═══ Exercise materials ═══

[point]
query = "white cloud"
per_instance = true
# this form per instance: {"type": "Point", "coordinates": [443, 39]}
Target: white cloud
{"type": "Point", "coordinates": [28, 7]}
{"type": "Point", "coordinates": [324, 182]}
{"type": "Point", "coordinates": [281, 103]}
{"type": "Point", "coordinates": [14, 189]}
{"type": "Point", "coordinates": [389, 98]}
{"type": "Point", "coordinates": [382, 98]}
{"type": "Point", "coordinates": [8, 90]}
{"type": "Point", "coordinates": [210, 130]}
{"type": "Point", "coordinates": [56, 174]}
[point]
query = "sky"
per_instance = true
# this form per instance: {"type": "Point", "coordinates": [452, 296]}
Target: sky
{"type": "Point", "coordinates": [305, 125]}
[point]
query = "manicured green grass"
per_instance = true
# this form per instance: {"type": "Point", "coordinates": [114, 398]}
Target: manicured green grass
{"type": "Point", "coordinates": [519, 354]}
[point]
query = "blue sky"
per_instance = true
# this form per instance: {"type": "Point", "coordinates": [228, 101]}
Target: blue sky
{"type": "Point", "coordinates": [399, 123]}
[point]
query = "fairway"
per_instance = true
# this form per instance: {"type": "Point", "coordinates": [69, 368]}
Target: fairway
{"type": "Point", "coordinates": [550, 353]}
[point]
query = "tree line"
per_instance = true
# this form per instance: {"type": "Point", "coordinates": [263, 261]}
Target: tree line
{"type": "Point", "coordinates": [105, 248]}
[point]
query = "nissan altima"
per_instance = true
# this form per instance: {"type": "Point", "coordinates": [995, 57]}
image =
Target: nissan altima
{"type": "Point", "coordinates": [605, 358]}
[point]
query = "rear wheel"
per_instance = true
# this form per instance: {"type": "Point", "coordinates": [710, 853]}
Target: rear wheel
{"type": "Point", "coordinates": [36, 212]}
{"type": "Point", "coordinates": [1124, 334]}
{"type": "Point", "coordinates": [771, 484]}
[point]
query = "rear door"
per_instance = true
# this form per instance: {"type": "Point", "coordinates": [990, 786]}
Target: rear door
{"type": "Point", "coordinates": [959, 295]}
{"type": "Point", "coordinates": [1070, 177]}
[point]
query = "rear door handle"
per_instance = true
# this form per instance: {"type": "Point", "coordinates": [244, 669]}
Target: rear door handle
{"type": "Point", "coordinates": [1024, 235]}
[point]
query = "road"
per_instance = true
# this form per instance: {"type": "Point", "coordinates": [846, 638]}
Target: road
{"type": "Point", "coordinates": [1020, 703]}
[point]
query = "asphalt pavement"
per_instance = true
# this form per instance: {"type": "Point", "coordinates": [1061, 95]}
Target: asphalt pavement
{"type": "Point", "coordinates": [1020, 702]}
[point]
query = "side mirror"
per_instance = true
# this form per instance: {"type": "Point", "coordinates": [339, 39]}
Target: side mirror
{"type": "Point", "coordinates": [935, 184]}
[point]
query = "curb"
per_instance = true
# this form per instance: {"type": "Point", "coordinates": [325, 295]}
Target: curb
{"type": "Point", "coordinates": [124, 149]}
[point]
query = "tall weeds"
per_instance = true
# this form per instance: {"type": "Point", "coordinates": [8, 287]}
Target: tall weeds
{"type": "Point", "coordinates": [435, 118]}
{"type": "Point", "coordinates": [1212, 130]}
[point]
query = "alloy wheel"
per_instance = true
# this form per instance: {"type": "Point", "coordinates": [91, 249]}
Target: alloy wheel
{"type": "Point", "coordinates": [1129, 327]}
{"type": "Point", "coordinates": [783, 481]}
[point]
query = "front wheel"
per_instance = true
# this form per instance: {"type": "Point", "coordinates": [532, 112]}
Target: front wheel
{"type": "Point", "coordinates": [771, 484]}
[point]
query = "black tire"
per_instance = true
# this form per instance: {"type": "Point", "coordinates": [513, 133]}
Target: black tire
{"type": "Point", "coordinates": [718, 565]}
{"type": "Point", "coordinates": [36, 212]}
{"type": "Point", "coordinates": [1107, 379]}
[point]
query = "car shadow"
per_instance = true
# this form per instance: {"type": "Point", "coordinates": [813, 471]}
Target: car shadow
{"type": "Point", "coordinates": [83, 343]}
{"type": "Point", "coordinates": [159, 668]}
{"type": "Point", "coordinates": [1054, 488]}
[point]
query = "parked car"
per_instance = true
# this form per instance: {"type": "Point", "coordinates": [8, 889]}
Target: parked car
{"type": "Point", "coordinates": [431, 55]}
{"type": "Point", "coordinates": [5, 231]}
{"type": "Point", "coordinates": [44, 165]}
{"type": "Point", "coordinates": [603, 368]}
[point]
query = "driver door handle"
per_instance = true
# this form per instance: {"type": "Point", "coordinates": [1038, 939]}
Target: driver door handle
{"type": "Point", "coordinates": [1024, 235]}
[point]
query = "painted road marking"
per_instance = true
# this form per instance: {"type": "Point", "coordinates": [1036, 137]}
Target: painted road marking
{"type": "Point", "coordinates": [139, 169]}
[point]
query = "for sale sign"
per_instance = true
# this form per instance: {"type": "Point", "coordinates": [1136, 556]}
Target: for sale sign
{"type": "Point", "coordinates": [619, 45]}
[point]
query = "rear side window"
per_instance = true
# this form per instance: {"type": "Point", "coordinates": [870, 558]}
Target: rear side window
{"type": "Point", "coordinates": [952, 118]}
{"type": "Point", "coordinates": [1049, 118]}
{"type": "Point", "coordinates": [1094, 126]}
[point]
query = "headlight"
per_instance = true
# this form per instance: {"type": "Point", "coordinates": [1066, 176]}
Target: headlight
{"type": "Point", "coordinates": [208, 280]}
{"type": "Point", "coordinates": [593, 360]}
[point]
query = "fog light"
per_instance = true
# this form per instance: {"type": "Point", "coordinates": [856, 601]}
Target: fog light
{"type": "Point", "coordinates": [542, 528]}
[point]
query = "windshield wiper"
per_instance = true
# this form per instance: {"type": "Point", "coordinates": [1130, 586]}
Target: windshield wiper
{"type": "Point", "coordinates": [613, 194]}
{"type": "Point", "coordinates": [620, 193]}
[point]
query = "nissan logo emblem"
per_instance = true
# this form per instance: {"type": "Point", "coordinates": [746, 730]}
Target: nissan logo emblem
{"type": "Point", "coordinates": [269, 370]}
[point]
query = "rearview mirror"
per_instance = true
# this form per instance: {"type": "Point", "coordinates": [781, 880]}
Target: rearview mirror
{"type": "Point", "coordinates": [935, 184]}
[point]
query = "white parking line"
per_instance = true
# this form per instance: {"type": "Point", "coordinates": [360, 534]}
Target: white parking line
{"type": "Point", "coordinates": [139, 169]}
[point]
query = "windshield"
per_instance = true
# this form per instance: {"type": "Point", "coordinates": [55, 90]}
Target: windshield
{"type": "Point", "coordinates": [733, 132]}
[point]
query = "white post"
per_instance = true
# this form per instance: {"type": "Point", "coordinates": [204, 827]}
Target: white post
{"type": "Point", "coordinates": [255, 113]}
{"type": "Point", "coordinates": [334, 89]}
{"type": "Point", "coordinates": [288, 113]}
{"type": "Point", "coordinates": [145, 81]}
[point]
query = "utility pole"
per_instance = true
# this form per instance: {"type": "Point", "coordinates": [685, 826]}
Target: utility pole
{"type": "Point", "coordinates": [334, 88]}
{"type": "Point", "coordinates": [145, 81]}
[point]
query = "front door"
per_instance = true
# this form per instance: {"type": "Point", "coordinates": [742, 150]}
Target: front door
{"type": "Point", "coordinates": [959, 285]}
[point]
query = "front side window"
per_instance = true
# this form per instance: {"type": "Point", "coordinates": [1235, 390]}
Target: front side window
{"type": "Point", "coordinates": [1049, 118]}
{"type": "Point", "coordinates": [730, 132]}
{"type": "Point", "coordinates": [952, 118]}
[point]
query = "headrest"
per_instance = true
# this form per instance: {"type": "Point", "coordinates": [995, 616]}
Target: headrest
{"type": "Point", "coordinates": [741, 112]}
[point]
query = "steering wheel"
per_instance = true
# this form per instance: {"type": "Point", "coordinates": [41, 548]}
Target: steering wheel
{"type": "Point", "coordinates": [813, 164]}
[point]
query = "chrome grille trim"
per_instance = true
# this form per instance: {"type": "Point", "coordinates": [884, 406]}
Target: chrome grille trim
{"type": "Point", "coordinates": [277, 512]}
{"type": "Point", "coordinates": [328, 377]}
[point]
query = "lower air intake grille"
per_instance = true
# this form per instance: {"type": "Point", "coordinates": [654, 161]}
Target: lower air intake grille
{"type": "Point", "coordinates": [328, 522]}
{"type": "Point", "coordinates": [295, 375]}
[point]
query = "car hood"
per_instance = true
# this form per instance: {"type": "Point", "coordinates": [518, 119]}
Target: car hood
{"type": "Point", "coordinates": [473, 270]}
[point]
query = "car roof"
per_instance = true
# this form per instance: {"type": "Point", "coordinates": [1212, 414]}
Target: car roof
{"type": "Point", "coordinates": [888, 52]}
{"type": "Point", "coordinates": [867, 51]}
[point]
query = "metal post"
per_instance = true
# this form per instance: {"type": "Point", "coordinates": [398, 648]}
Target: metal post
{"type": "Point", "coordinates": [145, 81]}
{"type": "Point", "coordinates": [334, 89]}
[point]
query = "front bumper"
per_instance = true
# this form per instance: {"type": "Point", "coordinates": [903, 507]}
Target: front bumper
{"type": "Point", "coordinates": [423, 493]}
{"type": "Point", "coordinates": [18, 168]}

═══

Goal of the exercise
Quote only the lines from the line containing "Target: car roof" through the end of the listing, please, keeping both the first and the last line.

Expected answer
Target: car roof
{"type": "Point", "coordinates": [888, 52]}
{"type": "Point", "coordinates": [867, 51]}
[point]
query = "metal post"
per_instance = true
# this form per instance: {"type": "Point", "coordinates": [398, 648]}
Target: metal post
{"type": "Point", "coordinates": [145, 81]}
{"type": "Point", "coordinates": [334, 89]}
[point]
query = "front bumper"
per_instance = true
# this form per instance: {"type": "Point", "coordinates": [903, 507]}
Target: front bumper
{"type": "Point", "coordinates": [423, 493]}
{"type": "Point", "coordinates": [18, 168]}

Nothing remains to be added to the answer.